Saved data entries
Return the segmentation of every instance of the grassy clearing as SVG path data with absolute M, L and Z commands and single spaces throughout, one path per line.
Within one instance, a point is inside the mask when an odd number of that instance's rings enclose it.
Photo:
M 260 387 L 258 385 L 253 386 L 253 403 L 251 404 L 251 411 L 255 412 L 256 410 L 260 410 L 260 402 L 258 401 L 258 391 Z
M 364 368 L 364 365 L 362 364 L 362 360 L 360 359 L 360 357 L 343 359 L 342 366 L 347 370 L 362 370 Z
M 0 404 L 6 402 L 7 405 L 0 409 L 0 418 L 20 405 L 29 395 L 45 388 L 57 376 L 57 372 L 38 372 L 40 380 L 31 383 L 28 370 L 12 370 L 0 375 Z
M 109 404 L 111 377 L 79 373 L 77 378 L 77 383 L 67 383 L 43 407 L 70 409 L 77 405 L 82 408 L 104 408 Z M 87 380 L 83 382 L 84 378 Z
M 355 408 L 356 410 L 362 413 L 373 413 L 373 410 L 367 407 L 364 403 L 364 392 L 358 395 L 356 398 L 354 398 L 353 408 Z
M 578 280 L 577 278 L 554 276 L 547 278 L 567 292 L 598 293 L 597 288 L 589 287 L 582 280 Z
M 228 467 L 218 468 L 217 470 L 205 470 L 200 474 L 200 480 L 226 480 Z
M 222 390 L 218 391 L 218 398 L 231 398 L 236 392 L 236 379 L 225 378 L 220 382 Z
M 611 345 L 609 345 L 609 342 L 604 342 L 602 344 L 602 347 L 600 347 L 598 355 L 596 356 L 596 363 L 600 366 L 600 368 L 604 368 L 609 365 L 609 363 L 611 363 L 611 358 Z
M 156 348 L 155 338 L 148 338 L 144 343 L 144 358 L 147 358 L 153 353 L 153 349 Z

WHAT IS EXPECTED
Every entry above must be reproduced word for word.

SOLUTION TO THIS TASK
Return the segmentation of every instance of the grassy clearing as SVG path data with absolute M, L and Z commands and single spaces throughout, one path per line.
Within one instance, a point is inside the mask when an odd number of that instance's rings enclose it.
Photo:
M 260 387 L 258 385 L 253 386 L 253 403 L 251 404 L 251 411 L 255 412 L 256 410 L 260 410 L 260 402 L 258 401 L 258 391 Z
M 364 368 L 364 365 L 362 364 L 362 360 L 360 359 L 360 357 L 343 359 L 342 366 L 347 370 L 362 370 Z
M 0 404 L 6 402 L 7 405 L 0 409 L 0 418 L 20 405 L 29 395 L 45 388 L 57 376 L 57 372 L 38 372 L 40 380 L 31 383 L 28 370 L 12 370 L 0 375 Z
M 109 404 L 111 377 L 79 373 L 77 378 L 77 383 L 67 383 L 43 407 L 70 409 L 77 405 L 82 408 L 104 408 Z M 87 380 L 83 382 L 84 378 Z
M 355 408 L 356 410 L 362 413 L 373 413 L 373 410 L 367 407 L 364 403 L 364 392 L 358 395 L 356 398 L 354 398 L 353 408 Z
M 578 280 L 577 278 L 554 276 L 547 278 L 567 292 L 598 293 L 597 288 L 589 287 L 582 280 Z
M 228 467 L 218 468 L 217 470 L 205 470 L 200 474 L 200 480 L 226 480 Z
M 222 390 L 218 391 L 218 398 L 231 398 L 236 392 L 236 379 L 225 378 L 220 382 Z
M 611 345 L 609 345 L 609 342 L 604 342 L 602 344 L 602 347 L 600 347 L 598 355 L 596 356 L 596 363 L 600 366 L 600 368 L 604 368 L 609 365 L 609 363 L 611 363 L 611 358 Z
M 156 348 L 155 338 L 148 338 L 144 343 L 144 358 L 147 358 L 153 353 L 153 349 Z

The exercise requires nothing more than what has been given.